* [DOCUMENT SECTION]:
#####
From the University of Buffalo comes an article that raises questions and concerns about the amount of medications taken by senior citizens. Dr. Wayne K. Anderson, Dean of the School of Pharmacy and Pharmaceutical Sciences states, "Different physicians use different drugs to treat different conditions, and some of these drugs interact, in some cases exacerbating the side effects of other drugs that are being taken for other conditions."
Anderson estimates that senior citizens in the United States age 65 and older take an average of six to eight prescription drugs daily. His response is, "That is probably too many. Proper pharmaceutical therapy management probably could cut in half the number of drugs most senior citizens now are taking so the amount of money they are spending is reduced and the quality of their lives is much improved."
Anderson also notes that a person taking eight drugs can expect at least one drug interaction that will have a negative effect on his health. Additionally he noted that the American Association of Consultant Pharmacists suggest that 25 percent of admissions to nursing homes result from failed drug regimens, noncompliance by patients, drug interactions, inappropriate medications being prescribed for certain conditions and the lack of good therapeutic monitoring.
Dr. Andersons answer to this problem is "proper pharmaceutical therapy management." From a chiropractic perspective the answer seems obvious. Healthier seniors will just naturally need less medications. Chiropractic has always focused on removing interference to the functions of the nervous system and therefore allowing people to function better. Millions of senior citizens already know this approach makes sense and works for them.
#####
* [YOUR ASSIGNMENT]: Please say whether each statement agrees with the article on senior citizens' medications, answering yes or no and quoting the deciding words. (a) Anderson estimates that Americans age 65 and older take six to eight prescription drugs a day on average. (b) The American Association of Consultant Pharmacists suggests that half of nursing home admissions stem from failed drug regimens and related causes. (c) Anderson is dean of a school of medicine.
#####
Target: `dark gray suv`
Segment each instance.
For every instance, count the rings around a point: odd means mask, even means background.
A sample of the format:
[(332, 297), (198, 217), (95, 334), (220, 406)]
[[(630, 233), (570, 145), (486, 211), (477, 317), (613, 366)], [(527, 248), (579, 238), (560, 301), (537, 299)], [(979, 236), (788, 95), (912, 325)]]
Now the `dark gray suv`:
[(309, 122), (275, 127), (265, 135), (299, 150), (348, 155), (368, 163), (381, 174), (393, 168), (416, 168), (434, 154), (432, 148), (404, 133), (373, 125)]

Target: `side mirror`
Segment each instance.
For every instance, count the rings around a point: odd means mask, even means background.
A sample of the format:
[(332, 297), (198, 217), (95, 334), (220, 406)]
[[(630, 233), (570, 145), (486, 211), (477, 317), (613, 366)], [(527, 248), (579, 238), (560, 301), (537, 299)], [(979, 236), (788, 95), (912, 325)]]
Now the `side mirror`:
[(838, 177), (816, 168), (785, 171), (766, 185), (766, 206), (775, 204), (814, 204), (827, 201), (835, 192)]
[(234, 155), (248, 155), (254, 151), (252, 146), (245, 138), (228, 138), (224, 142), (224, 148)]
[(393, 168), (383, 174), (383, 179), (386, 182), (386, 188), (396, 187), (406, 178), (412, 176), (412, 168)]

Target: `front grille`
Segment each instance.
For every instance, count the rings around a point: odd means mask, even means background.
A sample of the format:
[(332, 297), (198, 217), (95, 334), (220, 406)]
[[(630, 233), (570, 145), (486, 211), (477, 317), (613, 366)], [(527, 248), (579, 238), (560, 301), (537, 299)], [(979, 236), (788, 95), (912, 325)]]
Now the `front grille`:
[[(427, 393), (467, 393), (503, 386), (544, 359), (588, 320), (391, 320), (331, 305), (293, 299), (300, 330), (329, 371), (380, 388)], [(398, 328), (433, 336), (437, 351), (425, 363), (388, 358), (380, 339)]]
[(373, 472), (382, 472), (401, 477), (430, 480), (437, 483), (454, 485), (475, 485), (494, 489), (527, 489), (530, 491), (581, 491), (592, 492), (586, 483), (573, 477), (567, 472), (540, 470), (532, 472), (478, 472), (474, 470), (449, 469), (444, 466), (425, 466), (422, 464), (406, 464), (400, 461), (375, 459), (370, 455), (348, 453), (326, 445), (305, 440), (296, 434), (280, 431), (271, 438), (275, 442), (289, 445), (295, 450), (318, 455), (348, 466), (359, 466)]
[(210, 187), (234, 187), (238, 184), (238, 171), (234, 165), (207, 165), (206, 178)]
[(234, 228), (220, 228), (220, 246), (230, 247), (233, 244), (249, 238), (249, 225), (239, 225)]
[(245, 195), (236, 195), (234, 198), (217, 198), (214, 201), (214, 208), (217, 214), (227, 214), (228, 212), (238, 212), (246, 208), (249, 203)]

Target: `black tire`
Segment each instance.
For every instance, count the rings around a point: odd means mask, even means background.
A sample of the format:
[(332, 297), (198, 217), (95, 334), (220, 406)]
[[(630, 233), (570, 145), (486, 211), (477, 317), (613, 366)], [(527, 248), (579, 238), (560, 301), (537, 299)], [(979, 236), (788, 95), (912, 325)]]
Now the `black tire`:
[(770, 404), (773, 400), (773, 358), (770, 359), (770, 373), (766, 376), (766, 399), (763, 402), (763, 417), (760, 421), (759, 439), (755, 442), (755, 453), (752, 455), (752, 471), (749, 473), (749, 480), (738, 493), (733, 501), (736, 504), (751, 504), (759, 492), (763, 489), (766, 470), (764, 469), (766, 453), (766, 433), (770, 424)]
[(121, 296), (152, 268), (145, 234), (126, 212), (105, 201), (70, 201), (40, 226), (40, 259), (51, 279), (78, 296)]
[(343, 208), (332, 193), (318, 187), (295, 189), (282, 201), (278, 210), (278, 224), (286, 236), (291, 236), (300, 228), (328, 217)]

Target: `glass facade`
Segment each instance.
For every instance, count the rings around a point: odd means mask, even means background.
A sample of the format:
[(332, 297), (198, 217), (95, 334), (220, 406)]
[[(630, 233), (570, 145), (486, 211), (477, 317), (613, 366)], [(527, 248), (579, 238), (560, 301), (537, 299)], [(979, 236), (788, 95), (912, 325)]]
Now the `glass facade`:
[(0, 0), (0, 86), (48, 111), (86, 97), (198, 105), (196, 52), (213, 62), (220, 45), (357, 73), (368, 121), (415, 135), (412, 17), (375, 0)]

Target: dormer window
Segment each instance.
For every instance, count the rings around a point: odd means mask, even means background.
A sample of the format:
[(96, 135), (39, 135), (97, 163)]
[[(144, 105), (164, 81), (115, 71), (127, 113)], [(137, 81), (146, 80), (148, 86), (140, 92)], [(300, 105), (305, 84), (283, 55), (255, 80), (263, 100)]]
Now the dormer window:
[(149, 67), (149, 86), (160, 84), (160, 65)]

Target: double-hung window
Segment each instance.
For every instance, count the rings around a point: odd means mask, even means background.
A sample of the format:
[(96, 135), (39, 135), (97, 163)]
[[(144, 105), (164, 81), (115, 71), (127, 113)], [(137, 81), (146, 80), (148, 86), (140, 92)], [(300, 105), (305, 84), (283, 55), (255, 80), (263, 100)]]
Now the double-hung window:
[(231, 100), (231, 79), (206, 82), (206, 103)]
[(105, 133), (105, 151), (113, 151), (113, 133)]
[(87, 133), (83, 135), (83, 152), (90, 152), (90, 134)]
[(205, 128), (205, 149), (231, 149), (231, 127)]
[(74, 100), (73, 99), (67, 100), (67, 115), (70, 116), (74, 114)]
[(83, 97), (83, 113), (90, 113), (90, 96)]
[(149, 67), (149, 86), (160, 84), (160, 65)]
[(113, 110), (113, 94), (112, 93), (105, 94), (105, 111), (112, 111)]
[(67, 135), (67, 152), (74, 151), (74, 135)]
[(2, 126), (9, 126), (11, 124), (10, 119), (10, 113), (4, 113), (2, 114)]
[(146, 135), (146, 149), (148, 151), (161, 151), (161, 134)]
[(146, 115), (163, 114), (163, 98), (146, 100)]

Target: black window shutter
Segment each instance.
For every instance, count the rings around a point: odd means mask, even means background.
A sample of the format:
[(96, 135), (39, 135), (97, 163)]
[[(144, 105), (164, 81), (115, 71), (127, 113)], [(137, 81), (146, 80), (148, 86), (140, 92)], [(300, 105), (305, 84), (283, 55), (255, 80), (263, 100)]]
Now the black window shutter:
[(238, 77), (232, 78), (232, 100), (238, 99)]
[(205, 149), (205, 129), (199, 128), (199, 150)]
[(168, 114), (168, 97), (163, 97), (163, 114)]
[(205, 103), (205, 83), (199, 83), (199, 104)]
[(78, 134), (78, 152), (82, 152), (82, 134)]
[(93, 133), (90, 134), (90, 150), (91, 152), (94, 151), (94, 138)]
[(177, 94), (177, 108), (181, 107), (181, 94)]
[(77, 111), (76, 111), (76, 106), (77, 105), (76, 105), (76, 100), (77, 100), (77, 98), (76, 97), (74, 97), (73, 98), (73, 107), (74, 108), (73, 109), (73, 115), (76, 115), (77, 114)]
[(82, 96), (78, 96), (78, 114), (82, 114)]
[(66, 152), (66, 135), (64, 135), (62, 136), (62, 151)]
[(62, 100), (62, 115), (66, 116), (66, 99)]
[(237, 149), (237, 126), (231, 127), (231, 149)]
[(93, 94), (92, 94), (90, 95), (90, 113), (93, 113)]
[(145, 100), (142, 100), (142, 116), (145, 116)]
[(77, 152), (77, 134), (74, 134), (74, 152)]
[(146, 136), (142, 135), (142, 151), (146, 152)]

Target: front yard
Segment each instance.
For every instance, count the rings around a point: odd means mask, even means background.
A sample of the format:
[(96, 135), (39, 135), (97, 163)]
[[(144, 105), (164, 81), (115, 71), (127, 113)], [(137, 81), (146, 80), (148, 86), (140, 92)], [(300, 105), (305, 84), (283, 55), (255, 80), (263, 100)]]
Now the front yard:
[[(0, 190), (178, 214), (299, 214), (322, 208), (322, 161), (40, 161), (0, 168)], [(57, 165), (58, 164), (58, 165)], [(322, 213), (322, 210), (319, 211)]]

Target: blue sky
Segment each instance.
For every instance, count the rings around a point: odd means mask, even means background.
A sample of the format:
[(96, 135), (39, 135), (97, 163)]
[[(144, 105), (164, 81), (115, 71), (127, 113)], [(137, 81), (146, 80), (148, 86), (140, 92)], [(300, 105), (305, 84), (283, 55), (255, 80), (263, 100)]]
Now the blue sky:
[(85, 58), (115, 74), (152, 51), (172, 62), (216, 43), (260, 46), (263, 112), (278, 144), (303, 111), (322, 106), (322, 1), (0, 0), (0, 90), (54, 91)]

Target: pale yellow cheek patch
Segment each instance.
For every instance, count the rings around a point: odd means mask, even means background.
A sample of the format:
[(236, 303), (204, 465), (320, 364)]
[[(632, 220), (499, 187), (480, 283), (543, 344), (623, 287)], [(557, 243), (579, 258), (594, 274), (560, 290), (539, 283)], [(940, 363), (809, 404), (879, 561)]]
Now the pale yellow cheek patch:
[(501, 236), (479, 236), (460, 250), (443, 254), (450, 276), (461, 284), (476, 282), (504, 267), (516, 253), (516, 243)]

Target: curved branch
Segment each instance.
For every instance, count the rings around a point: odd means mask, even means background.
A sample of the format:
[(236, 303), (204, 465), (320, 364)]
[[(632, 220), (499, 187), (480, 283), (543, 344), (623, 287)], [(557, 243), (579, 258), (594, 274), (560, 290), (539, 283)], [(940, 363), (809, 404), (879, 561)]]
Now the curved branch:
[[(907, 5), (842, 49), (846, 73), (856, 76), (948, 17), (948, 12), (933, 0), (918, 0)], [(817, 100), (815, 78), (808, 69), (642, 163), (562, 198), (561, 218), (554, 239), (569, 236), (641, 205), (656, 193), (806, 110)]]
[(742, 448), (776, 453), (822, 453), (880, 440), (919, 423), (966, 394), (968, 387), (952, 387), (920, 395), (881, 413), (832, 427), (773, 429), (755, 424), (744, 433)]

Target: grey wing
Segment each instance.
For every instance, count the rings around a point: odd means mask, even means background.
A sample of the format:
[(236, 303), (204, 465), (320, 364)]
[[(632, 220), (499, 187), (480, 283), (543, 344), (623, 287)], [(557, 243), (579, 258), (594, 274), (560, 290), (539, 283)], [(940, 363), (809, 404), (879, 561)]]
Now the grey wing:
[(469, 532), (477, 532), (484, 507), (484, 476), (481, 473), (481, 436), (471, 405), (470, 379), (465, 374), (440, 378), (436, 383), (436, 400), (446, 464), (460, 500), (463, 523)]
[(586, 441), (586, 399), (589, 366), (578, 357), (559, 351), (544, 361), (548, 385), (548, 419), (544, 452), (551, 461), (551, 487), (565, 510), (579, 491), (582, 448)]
#####
* [FINISHED EXERCISE]:
(a) Yes: "take an average of six to eight prescription drugs daily"
(b) No: "25 percent of admissions to nursing homes result from failed drug regimens"
(c) No: "Dean of the School of Pharmacy and Pharmaceutical Sciences"